■ JOB: Locate each line in the items below that contains the word "photo" and copy every one of those lines out in full.

■ DATASET ENTRIES:
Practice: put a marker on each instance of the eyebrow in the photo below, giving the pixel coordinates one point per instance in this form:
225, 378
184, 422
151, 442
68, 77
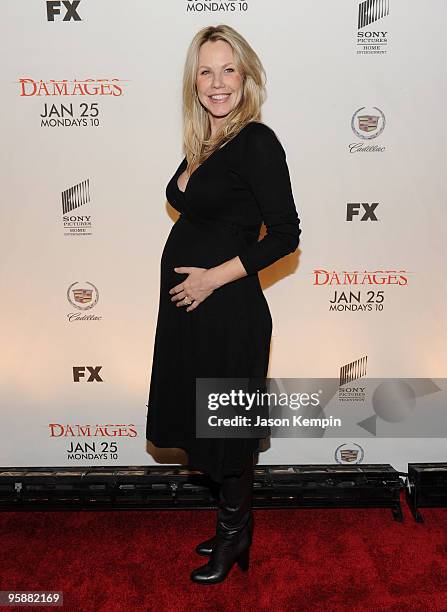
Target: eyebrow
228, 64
...
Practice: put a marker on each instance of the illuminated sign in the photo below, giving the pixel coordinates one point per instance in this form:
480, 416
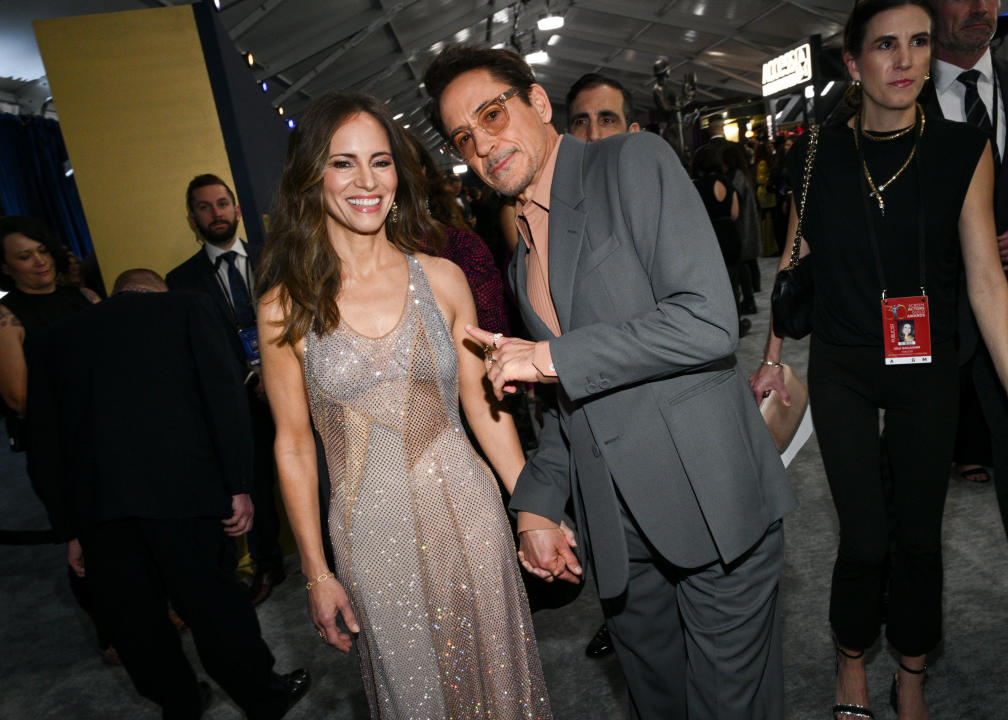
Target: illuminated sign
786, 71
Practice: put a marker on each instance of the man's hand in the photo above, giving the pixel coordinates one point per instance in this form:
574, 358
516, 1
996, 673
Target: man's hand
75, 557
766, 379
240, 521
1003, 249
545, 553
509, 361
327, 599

■ TASK ANSWER:
Practice: put a marker on each instance of the eyebrow in the photo below, giving the pixel coordinates one point per instance in this form:
Practice: put a marker on each instance of the illuminated sign in the photo below, giving the pixel coordinates one point per instance in this form:
Practice: put a marker on each instance of the man's hand in the photo above, giving the pixel coordinates one point per instance in this form:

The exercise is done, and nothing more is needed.